- [What to work on] Reproduce every line of the following data verbatim, without any alteration.

Some data

+-------+

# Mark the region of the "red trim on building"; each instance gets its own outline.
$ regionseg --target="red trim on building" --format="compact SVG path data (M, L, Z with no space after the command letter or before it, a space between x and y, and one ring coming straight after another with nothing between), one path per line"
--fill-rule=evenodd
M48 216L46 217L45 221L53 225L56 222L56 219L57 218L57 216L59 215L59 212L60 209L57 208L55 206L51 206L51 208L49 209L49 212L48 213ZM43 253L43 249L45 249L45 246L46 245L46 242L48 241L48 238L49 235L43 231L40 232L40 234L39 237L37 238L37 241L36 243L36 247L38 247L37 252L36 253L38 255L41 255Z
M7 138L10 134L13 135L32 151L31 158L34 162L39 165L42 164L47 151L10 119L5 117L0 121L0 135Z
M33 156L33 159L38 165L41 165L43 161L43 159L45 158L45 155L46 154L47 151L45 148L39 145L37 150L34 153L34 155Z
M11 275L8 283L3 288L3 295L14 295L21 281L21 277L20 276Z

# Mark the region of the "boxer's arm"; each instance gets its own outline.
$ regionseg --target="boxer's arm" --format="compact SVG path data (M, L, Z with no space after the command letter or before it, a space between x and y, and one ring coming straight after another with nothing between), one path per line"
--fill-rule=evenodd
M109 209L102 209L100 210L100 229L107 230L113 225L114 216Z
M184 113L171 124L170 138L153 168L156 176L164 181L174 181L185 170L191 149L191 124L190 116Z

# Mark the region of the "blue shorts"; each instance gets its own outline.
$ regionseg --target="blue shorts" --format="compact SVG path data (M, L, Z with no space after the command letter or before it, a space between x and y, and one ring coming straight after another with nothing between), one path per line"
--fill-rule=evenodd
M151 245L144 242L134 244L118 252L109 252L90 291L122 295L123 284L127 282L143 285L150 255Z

+-------+

- [Solution to the problem]
# Mark the region of the "red trim on building"; each instance gets its own outline.
$ regionseg --target="red trim on building" --format="compact SVG path data (M, L, Z with no space after the command letter or before it, a space between x and y, and one ring coming straight after another with nothing between), one path per line"
--fill-rule=evenodd
M48 216L46 217L45 221L53 225L56 222L56 219L57 218L57 216L59 215L59 212L60 209L57 208L55 206L51 206L51 208L49 209L49 212L48 213ZM43 253L43 249L45 249L45 246L46 245L46 242L48 241L48 238L49 235L43 231L40 232L40 234L39 237L37 238L37 241L36 243L36 247L38 247L37 252L36 253L38 255L41 255Z
M7 138L10 134L13 135L32 151L31 158L34 162L39 165L42 164L47 151L10 119L5 117L0 121L0 135Z
M33 156L33 159L38 165L41 165L43 161L43 159L45 158L45 155L46 154L47 151L45 148L39 145L37 150L34 153L34 155Z
M11 275L8 283L3 288L3 295L14 295L21 281L21 277L20 276Z

# Mark the region of the "boxer's arm"; each instance gets its own outline.
$ regionseg --target="boxer's arm" --format="compact SVG path data (M, L, Z with no space after the command letter or before it, a space between x and y, and one ring coming straight after another with nothing between), one path per line"
--fill-rule=evenodd
M109 209L102 209L100 210L100 229L107 230L113 225L114 216Z
M184 113L171 124L170 138L153 168L156 176L164 181L174 181L185 170L191 149L191 124L190 116Z

# Mark the region of the "blue shorts"; each instance gets its own outline.
$ regionseg --target="blue shorts" --format="compact SVG path data (M, L, Z with no space after the command letter or before it, a space between x and y, and one ring coming straight after another with nothing between), one path per line"
--fill-rule=evenodd
M151 245L144 242L134 244L118 252L109 252L90 291L122 295L123 284L127 282L143 285L150 255Z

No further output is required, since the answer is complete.